--- Exercise requirements ---
According to the article on New York City students visiting Cornell, which two organizations founded GenTech?

Tech-oriented NYC students visit Cornell


Lindsay France/University Photography
Generation Tech students from New York City tour Cornell's Ithaca campus July 24.

A busload of New York City high school students hit pause on city life to visit Cornell's Ithaca campus earlier this summer, as part of a program that's equipping the next generation of technical entrepreneurs.

The students, many from low-income families, are enrolled in programs of New York City's Network for Teaching Entrepreneurship (NFTE), which organized the visit. Most of the students are in a program called NYC Generation Tech (or GenTech), which recently forged a connection with Cornell Tech, Cornell's graduate applied sciences school in New York City.

Founded by NFTE and the New York City Economic Development Corp., GenTech is an intensive tech-entrepreneurship course that gives students hands-on learning and mentorship opportunities.

--- Dataset excerpt ---
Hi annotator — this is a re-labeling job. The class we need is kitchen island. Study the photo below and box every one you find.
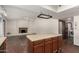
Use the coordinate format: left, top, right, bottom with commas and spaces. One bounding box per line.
0, 37, 6, 52
27, 34, 63, 53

--- Final result ---
The Network for Teaching Entrepreneurship (NFTE) and the New York City Economic Development Corp.